[Records provided]
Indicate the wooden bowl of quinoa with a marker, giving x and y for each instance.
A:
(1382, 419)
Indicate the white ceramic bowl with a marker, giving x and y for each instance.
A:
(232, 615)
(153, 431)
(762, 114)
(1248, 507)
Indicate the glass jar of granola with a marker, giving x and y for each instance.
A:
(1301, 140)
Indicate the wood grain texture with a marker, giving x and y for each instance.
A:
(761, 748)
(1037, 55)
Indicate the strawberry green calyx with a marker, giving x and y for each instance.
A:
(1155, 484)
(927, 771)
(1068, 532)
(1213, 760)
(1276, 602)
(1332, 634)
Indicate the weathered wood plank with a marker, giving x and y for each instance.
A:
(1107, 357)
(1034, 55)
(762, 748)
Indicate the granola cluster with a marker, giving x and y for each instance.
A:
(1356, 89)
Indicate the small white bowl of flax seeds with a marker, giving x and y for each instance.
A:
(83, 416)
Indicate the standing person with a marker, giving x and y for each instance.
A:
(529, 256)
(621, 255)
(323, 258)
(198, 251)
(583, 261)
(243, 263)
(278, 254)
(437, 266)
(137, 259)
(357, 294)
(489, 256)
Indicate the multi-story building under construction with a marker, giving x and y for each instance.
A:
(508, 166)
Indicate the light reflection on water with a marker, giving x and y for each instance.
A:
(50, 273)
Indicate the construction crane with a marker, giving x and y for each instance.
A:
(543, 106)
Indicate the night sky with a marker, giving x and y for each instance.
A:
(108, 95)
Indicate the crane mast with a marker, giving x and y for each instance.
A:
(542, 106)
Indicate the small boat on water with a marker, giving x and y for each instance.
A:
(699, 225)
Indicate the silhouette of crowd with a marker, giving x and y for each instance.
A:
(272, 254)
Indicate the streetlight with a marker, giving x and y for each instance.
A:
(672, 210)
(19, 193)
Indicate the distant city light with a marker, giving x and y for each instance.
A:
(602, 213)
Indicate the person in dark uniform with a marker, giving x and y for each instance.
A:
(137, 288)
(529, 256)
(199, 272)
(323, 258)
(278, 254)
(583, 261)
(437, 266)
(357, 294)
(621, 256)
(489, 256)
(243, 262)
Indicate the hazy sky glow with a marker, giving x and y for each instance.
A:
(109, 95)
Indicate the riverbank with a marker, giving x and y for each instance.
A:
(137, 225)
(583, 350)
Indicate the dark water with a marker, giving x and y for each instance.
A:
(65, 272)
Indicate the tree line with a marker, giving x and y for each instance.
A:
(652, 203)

[Task objective]
Working from the listing above, pick out every line that has "bowl" and copy it.

[Final answer]
Indicate the wooden bowl of quinoa with a marker, giving x and y for each instance.
Indicate the white ceramic bowl with a marker, giving x and y for each instance.
Indicate the small white bowl of flax seeds with a marker, giving x and y for each instance.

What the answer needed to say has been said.